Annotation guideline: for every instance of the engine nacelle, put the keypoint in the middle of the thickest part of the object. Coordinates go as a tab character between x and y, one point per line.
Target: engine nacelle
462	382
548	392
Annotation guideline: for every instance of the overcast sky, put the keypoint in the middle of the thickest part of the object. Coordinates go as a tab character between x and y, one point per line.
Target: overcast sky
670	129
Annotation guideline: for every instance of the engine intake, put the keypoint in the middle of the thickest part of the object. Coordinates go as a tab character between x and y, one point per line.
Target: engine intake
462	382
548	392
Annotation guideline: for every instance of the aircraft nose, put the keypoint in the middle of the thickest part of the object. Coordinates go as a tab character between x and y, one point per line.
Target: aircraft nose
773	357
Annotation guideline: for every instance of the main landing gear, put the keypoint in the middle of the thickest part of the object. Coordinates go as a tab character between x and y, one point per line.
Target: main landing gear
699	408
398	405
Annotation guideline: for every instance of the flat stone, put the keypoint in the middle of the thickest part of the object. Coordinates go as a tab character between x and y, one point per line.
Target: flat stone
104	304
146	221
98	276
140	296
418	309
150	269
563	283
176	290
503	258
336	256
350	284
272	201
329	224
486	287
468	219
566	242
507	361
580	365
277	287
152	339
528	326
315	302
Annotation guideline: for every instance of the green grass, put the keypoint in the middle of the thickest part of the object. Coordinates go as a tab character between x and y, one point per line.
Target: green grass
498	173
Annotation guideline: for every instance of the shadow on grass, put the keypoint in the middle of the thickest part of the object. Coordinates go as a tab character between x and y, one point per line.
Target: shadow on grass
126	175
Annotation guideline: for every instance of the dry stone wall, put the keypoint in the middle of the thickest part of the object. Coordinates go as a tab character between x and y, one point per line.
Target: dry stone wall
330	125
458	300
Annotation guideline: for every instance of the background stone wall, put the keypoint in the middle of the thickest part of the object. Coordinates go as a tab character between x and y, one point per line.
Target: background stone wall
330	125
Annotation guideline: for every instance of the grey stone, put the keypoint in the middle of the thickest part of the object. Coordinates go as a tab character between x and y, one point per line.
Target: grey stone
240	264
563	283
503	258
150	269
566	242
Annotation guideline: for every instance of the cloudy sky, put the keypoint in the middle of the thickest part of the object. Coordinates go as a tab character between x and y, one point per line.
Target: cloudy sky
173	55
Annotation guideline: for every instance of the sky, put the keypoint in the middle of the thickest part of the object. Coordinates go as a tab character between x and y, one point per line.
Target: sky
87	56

^^^^^^^^^^^^^^^^

__Task details__
Starting at the line that contains "Annotation guideline: for every instance of the grey" and ending at the last line of the listing above, convert those lines into a numbered list, leaving out any blank lines.

__Answer to the task__
1. Annotation guideline: for every instance of the grey stone, put the keypoint in the middle of the thickest part of the object. Coordinates go as a tab character between x and y, one point per line.
2. Target: grey stone
3. 240	264
4. 563	283
5. 503	258
6. 150	269
7. 566	242
8. Annotation guideline: for every instance of the cloudy sky, put the keypoint in the middle of the thickest part of the object. Coordinates go as a tab character between x and y, one point per line.
9. Target: cloudy sky
10. 173	55
11. Annotation guideline: for every instance of the sky, put the keypoint in the middle of the thickest part of the object. Coordinates go as a tab character between x and y, one point per line.
12. Target: sky
13. 87	56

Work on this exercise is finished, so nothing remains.